**ANGEZEIGTER TEXT**
Die nationalistische türkische Organisation "Osmanen Germania BC" soll in Deutschland als Handlanger des türkischen Präsidenten Recep Tayyip Erdogan fungieren. Sicherheitsbehörden sind alarmiert. Die rockerähnliche Gruppe fällt durch Krawalle, Drohungen und Waffenkäufe auf. Auch Jan Böhmermann soll bereits ins Visier der Schlägertruppe geraten sein.
Wie weit reicht Erdogans Arm nach Deutschland? Wer sind seine Helfer? Hinweise verdichten sich, dass die rockerähnliche türkische Organisation "Osmanen Germania BC" als Handlanger Ankaras fungiert und hinter Krawallen in Deutschland steckt.
Berichten des ZDF-Politikmagazins Frontal21 und der "Stuttgarter Zeitung" zufolge dokumentieren Abhörprotokolle, dass die Gruppe von einem Recep Tayyip Erdogan nahestehenden AKP-Abgeordneten finanziert und gesteuert wird.
Gemeint ist Metin Külünk, ein enger Vertrauter des türkischen Präsidenten. Er soll mehrfach Geld an führende Mitglieder der "Osmanen" übergeben oder übergeben lassen haben. Auf Wunsch des Abgeordneten sollen von dem Geld vollautomatische Schusswaffen gekauft worden sein.
Wer sind die "Osmanen Germania BC"?
Die Gruppe "Osmanen Germania BC" ist Ermittlern bereits 2015 aufgefallen. Gründer ist Mehmet B., der die "Osmanen" öffentlich gern als sozial engagierten Boxclub präsentiert – wie ein auf Facebook hochgeladenes Video verdeutlichen soll.
Burkhard Freier, Leiter des Landesamtes für Verfassungsschutz in Nordrhein-Westfalen, sieht das anders. Im Interview mit Frontal 21 sagt er: "Wir bezeichnen die 'Osmania Germania' als rockerähnliche Gruppe, (…) weil sie die gleichen Handlungsweise haben wie übliche Rockergruppen."
Jugendliche von der Straße zu holen, habe den eigentlichen Sinn, Nachwuchs zu gewinnen. Das Amt beobachtet die "Osmanen" daher intensiv.
Angstmachende Musikvideos
Wie die Gruppe wirklich tickt, verdeutlicht ein Video, welches das ZDF unter mehreren im Netz gefunden hat: "Osmanen Germania – Wir kommen und übernehmen das ganze Land. Männer, die bis zu ihrem letzten Tropfen Blut auf dem Schlachtfeld stehen", heißt es darin.
In dem Film zu sehen sind bewaffnete Kämpfer sowie ein Mann, der andeutet, einer Geisel mit einer Kettensäge den Kopf abzuschneiden.
Videos wie dieses sollen Angst einjagen. Gerichtet sei diese Drohkulisse vor allem gegen die türkeikritischen Organisationen wie die Gülen-Bewegung und kurdische Organisationen.

**DATENZEILEN**
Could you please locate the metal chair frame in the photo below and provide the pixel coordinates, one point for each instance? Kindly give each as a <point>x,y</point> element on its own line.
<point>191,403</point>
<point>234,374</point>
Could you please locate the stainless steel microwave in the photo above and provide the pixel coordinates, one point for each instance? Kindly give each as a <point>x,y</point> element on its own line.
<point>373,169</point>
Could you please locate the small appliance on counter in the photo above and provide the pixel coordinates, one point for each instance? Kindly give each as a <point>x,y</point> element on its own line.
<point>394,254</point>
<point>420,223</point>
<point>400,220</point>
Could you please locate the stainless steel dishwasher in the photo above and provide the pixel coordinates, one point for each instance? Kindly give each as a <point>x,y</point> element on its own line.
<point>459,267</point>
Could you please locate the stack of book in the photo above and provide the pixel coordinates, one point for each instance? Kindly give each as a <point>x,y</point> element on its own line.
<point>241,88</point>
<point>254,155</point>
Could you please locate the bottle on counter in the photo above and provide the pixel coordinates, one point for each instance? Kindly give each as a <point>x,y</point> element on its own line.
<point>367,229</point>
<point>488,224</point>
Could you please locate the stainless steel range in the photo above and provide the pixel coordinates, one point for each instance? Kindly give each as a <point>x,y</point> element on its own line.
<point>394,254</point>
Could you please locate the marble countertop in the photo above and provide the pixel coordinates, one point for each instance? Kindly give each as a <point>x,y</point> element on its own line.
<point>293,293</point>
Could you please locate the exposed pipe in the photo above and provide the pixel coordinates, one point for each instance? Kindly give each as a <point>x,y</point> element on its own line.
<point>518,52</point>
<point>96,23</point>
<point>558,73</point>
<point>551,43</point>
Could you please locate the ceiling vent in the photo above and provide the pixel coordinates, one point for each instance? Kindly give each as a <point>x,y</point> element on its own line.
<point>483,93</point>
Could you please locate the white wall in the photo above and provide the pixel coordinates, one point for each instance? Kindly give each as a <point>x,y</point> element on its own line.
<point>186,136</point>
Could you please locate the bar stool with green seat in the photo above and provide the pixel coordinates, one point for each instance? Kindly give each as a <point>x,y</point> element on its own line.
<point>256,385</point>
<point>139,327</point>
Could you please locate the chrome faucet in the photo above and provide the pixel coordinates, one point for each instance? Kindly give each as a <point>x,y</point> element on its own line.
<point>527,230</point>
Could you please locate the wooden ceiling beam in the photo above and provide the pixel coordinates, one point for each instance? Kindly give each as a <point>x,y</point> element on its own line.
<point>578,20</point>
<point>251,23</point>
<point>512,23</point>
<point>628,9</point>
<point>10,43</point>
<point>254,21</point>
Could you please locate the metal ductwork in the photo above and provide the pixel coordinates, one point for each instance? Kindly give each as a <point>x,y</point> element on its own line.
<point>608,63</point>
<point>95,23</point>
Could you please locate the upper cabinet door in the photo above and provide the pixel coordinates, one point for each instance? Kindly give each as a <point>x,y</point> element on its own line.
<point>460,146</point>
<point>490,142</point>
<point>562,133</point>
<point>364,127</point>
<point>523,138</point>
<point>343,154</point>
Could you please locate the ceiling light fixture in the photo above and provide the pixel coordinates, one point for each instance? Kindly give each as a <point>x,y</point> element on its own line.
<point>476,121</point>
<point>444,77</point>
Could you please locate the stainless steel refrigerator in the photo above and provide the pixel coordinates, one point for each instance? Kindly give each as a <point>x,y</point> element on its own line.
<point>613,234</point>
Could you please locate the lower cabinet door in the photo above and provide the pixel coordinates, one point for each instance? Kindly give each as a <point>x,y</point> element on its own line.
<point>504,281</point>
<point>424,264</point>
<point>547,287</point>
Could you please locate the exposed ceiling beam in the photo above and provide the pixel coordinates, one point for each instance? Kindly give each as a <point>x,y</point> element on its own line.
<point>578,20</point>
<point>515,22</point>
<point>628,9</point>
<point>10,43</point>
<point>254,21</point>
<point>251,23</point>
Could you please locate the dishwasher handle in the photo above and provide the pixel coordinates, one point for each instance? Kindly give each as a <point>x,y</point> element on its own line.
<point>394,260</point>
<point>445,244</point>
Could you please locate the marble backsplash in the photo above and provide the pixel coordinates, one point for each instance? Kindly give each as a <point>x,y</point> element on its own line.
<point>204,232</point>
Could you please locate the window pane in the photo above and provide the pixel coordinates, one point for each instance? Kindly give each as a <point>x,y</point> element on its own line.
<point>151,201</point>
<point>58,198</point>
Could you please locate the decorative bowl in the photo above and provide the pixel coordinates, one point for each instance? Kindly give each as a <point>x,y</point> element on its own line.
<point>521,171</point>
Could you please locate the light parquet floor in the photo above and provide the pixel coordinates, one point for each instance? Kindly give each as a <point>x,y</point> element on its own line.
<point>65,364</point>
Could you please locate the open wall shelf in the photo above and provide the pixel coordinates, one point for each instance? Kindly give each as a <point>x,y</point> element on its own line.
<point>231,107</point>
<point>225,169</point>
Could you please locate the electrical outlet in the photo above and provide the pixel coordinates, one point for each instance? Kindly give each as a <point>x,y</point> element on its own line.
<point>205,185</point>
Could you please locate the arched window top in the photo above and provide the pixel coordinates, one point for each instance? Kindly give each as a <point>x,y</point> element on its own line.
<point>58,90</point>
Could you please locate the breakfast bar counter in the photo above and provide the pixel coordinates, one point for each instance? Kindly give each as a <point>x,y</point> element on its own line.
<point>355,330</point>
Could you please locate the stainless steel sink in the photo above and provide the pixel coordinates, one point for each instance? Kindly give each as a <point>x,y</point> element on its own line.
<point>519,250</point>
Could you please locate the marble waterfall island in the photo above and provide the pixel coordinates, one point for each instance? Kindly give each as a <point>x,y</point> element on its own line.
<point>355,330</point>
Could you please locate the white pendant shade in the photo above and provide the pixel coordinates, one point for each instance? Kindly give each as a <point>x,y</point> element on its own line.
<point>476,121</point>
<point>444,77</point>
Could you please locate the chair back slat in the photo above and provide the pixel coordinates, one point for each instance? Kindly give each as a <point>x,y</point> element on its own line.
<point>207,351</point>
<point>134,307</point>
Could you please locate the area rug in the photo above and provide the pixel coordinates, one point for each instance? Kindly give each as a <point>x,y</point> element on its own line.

**ARBEITSAUFTRAG**
Schreibe die Fortsetzung des Artikels über die Gruppe „Osmanen Germania BC“ und beginne nach seinem letzten Satz. Die Einträge spielen hierfür keine Rolle.

**ERWARTETE ANTWORT**
Dem ZDF-Bericht zufolge hat AKP-Mann Külünk seine Landsleute auch dazu aufgefordert, Kurden "mit Stöcken auf den Kopf zu schlagen". Dies sollte gefilmt und die Videos der Türkischen Regierung zur Verfügung gestellt werden. Auf Nachfrage der ZDF-Redaktion habe Külünk nicht reagiert.
Brutale Auseinandersetzungen mit Kurden
Wie brutal die "Osmanen" vorgehen, zeigen die Auseinandersetzungen in Baden-Württemberg. Dort geraten sie immer wieder mit türkischen Kurden, die in der Gruppe Bahoz ("Storm") organisiert sind, aneinander. Die Streitereien hatten in der zweiten Jahreshälfte 2016 ihren Höhepunkt, flauten aber zuletzt ab.
"Die Leute sitzen teilweise noch in Untersuchungshaft. Darunter auch die gesamte Führungsspitze der 'Osmanen' und eine Anzahl Bahoz-Mitglieder", sagte Landeskriminaldirektor Klaus Ziwey in Stuttgart.
Es habe massive Gewalttaten und auch Rauschgiftdelikte bis hin zu versuchten Tötungen gegeben. "Wir dürfen diesen Gruppen nicht die Straßen und Plätze überlassen", betonte der Beamte.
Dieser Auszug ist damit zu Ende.